TEXTAUSZUG:
'''

«Reisemüschterli» - Eindrücke aus Tansania.10
Zwischen den Städten Dodoma und Morogoro liegt Mlali. Dort führen die Kapuziner zusammen mit drei Schwestern und Angestellten ein «Rehabilitations Center» für Kinder mit einer Behinderung. Einige der Kinder leben hier die ganze Zeit über, wieder andere sind in der Begleitung ihrer Mütter vorübergehend an diesem Ort platziert. Für die Mütter stehen Zimmer zur Verfügung, die sie während ihres Aufenthalts benutzen dürfen. Hier erhalten die Kinder vor allem physiotherapeutische Unterstützung. Die Mütter lernen, welche Übungen für ihr Kind förderlich sind. Zusammen mit den Postulanten helfe ich den Kindern, ihre Mahlzeiten einzunehmen. Einige brauchen Unterstützung, andere können selbständig essen. Es tut mir leid, dass ich kaum Swahili spreche. Mit Englisch ist hier nichts zu machen. Trotzdem werde ich von den Kindern mit grosser Freude empfangen. Bis auf Martin. Er weint und fürchtet sich vor mir. Ob er schon einem Weissen in seinem Leben begegnet ist? Auf jeden Fall falle ich mit meiner Hautfarbe in diesem Land auf. Hier bin ich der Ausländer, ein Fremder. Ich werde von Martin kritisch beäugt, pantomimische Charmeoffensive meinerseits hin oder her. Sein Blick spricht Bände: Kann man diesem eigenartigen Typen auch trauen? Am zweiten Tag folgt jedoch ein zaghaftes Winken seinerseits, noch am selben Tag ein Lächeln und die Mauer ist gefallen. Manchmal braucht es eben ein bisschen Zeit und Geduld, um sich mit Ungewohntem anzufreunden. Es ist für mich eine prägende Erfahrung dieser Reise, als Fremder in einem Land zu sein und freundlich aufgenommen zu werden. Was mir in Tansania an Gastfreundschaft alles bereits begegnet ist, lässt mich staunen. Es führt mich zur Frage, wie ich mich als Schweizer eigentlich Fremden gegenüber in meinem Land verhalte. Guten Lehrmeisterinnen und Lehrmeistern im Umgang damit bin ich hier jedenfalls täglich begegnet. Was für ein Geschenk!

'''

AUSZUG DATENSATZ:
'''

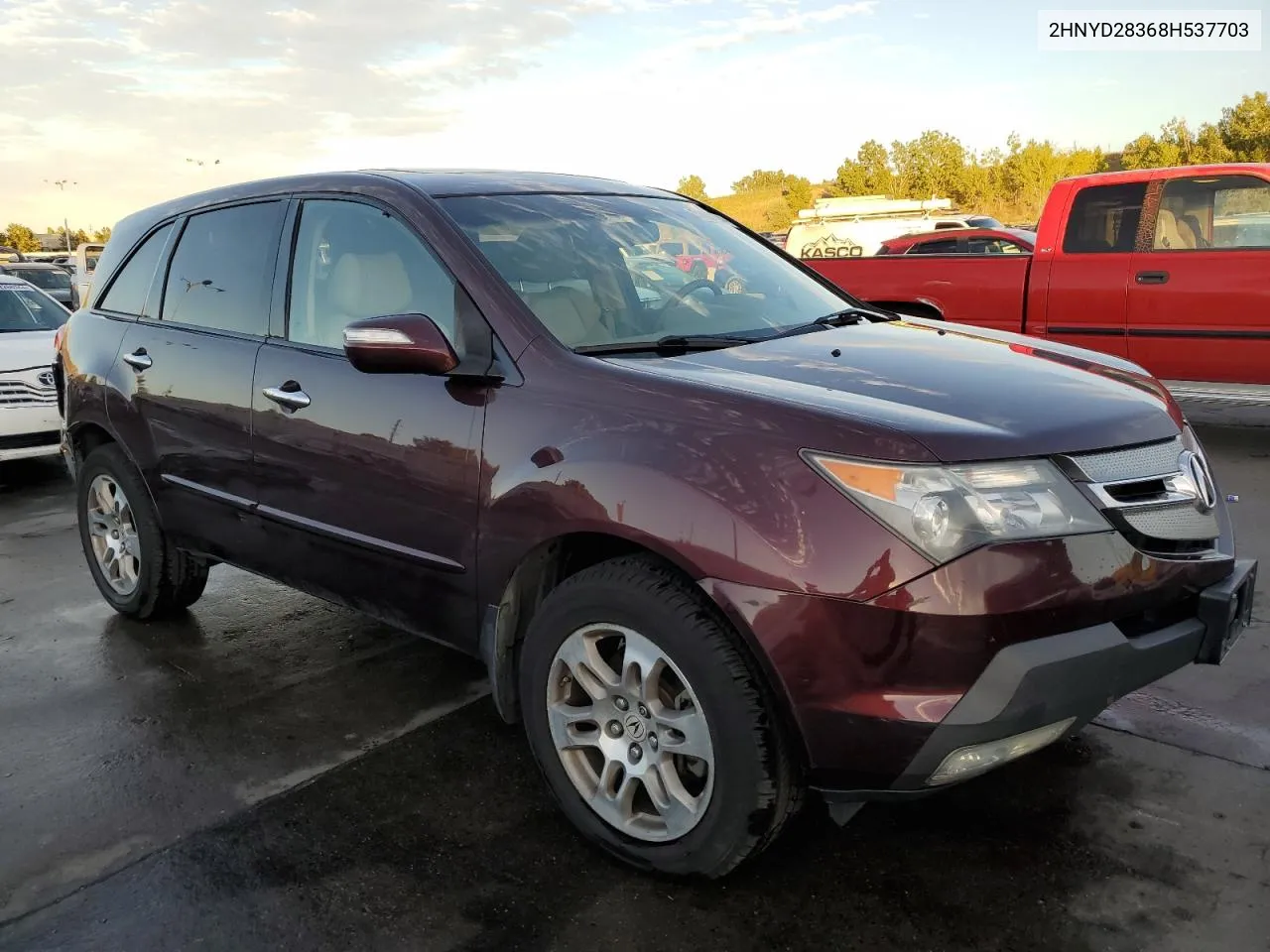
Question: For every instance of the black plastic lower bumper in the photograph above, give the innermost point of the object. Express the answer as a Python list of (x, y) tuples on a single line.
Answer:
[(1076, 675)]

'''
'''

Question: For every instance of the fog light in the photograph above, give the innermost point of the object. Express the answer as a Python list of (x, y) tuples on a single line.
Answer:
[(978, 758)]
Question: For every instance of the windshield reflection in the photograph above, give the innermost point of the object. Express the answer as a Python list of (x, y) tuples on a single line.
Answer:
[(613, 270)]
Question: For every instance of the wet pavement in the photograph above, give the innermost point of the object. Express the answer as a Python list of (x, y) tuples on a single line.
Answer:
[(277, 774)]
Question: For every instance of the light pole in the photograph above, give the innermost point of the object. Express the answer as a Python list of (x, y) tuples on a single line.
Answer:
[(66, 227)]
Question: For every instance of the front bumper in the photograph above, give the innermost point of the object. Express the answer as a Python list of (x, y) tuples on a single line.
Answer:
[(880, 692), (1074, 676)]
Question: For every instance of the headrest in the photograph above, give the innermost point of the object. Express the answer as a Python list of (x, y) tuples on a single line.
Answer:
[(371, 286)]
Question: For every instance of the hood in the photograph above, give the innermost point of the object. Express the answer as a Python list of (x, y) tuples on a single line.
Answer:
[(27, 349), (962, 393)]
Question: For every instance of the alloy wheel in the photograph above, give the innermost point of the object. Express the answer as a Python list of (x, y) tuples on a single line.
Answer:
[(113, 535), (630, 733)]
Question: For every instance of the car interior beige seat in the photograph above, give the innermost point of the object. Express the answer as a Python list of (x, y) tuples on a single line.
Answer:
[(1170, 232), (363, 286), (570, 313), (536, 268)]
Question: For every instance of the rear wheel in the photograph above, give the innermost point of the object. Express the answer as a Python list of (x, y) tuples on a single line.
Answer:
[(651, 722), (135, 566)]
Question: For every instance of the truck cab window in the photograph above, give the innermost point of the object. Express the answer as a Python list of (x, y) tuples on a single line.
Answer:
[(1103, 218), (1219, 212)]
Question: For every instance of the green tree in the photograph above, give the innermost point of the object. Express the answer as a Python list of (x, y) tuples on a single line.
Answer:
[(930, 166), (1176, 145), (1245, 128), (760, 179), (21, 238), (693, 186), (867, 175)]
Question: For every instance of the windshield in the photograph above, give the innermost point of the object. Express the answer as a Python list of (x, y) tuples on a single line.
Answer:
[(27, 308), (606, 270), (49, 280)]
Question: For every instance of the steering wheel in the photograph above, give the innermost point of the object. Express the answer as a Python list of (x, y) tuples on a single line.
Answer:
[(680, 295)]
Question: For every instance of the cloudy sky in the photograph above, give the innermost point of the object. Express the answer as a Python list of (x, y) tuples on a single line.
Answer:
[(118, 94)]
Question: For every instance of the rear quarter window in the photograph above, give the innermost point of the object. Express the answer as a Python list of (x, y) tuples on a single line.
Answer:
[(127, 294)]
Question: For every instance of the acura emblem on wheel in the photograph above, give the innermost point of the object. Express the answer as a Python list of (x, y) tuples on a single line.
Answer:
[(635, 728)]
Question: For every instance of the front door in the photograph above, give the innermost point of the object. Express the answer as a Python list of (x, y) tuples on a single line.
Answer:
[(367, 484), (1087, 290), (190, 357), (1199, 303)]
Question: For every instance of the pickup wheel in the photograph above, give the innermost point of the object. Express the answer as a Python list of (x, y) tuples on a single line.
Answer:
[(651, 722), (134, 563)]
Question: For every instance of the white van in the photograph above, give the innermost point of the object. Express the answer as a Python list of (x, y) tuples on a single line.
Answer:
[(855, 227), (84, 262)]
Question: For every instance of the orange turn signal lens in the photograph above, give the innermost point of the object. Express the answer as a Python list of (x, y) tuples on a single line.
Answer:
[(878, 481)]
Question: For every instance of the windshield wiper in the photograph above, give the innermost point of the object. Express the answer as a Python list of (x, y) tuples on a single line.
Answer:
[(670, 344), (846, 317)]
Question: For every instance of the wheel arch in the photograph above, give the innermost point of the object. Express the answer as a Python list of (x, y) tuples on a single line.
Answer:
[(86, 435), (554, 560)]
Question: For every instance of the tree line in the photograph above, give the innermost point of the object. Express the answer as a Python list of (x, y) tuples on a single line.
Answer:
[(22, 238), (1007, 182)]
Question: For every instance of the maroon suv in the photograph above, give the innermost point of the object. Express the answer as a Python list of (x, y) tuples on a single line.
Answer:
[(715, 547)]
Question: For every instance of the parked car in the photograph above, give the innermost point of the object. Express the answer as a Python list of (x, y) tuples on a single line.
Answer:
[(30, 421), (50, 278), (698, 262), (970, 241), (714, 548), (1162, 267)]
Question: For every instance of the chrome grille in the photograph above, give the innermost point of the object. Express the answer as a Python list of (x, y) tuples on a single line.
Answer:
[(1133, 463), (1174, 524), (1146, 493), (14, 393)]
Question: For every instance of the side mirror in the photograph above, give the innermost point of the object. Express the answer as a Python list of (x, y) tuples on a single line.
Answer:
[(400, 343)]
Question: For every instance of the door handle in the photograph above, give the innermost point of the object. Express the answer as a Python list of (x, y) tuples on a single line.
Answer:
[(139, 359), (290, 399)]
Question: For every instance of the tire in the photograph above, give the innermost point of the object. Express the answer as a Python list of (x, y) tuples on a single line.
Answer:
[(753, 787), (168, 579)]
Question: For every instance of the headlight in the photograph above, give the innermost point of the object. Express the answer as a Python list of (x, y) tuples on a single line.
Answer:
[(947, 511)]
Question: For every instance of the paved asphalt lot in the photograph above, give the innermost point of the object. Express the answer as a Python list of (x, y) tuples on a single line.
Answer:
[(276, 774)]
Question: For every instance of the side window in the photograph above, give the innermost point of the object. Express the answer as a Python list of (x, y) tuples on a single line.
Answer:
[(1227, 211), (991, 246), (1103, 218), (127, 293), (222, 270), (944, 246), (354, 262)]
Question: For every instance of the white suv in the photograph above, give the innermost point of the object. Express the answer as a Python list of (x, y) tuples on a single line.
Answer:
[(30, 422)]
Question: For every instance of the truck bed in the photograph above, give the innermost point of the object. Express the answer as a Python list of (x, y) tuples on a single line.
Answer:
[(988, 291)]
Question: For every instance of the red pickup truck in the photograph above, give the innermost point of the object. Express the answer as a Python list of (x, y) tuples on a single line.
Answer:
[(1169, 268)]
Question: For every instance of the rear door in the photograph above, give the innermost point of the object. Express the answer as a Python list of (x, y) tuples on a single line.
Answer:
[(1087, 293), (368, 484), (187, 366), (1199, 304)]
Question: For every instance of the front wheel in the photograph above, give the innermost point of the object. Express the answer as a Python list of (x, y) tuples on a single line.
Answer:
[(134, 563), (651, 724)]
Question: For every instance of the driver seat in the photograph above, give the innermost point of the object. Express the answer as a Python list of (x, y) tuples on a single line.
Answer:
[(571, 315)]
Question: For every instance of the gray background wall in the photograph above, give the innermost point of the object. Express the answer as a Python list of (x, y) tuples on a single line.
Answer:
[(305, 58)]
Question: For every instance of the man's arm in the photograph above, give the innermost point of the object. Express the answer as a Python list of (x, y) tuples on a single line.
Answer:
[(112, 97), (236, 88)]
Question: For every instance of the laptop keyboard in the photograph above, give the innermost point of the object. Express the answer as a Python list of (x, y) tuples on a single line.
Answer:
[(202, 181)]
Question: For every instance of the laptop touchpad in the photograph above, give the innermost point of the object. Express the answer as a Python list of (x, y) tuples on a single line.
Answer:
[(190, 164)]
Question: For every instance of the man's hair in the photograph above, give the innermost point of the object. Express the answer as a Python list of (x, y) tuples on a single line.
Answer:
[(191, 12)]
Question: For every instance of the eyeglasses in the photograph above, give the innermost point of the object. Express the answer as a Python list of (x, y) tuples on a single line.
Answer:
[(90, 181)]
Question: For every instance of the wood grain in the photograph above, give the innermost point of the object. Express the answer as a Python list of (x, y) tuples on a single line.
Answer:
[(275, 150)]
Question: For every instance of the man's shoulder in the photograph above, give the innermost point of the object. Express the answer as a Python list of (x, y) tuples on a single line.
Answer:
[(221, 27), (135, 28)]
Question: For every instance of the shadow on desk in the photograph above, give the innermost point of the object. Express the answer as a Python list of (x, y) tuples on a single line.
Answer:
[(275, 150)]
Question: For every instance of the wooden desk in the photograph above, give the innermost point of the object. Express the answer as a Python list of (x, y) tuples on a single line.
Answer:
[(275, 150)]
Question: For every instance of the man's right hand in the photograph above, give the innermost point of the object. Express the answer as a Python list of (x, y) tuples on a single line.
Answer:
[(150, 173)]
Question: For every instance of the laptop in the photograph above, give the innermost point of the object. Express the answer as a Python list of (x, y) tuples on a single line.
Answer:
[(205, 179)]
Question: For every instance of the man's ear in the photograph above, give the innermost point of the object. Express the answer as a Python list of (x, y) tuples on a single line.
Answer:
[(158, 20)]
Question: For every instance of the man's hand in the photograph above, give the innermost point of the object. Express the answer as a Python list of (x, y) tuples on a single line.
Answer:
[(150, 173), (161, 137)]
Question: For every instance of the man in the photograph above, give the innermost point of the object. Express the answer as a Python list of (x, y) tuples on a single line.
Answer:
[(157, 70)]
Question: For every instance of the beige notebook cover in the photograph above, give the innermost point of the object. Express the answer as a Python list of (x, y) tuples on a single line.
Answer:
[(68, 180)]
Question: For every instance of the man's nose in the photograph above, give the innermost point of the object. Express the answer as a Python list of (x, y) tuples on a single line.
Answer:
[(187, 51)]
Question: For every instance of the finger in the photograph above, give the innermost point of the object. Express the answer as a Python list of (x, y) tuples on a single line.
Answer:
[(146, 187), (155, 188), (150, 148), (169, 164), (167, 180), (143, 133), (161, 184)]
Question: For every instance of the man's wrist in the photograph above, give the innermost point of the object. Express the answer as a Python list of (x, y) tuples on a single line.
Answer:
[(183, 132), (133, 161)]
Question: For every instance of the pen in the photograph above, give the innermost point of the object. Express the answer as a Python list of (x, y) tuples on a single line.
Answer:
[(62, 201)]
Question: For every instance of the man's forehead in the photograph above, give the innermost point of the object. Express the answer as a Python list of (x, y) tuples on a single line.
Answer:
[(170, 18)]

'''
'''

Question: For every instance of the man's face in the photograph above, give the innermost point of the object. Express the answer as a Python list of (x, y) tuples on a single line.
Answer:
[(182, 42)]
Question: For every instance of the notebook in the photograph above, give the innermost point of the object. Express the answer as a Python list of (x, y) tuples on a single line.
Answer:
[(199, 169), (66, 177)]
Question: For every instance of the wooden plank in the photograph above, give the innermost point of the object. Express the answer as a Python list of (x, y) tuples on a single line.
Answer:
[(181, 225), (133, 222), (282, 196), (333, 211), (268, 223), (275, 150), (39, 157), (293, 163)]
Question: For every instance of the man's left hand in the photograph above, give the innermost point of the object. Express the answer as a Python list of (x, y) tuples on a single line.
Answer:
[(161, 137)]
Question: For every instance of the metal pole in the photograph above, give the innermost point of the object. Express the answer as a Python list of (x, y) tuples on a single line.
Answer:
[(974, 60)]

'''

DEINE AUFGABEN:
1. Zwischen welchen zwei Städten liegt laut Textauszug der Ort Mlali?
2. Stimmen diese Aussagen mit dem Textauszug überein? Antworte jeweils mit Ja oder Nein und zitiere die entscheidenden Worte wörtlich.
(a) Die Kinder im Zentrum erhalten vor allem physiotherapeutische Unterstützung.
(b) Mit Englisch kann man sich im Zentrum gut verständigen.
(c) Martin lächelt schon am ersten Tag.

ANTWORTEN JE AUFGABE:
1. Zwischen Dodoma und Morogoro.

2.
(a) Ja: „Hier erhalten die Kinder vor allem physiotherapeutische Unterstützung.“
(b) Nein: „Mit Englisch ist hier nichts zu machen.“
(c) Nein: „Am zweiten Tag folgt jedoch ein zaghaftes Winken seinerseits, noch am selben Tag ein Lächeln“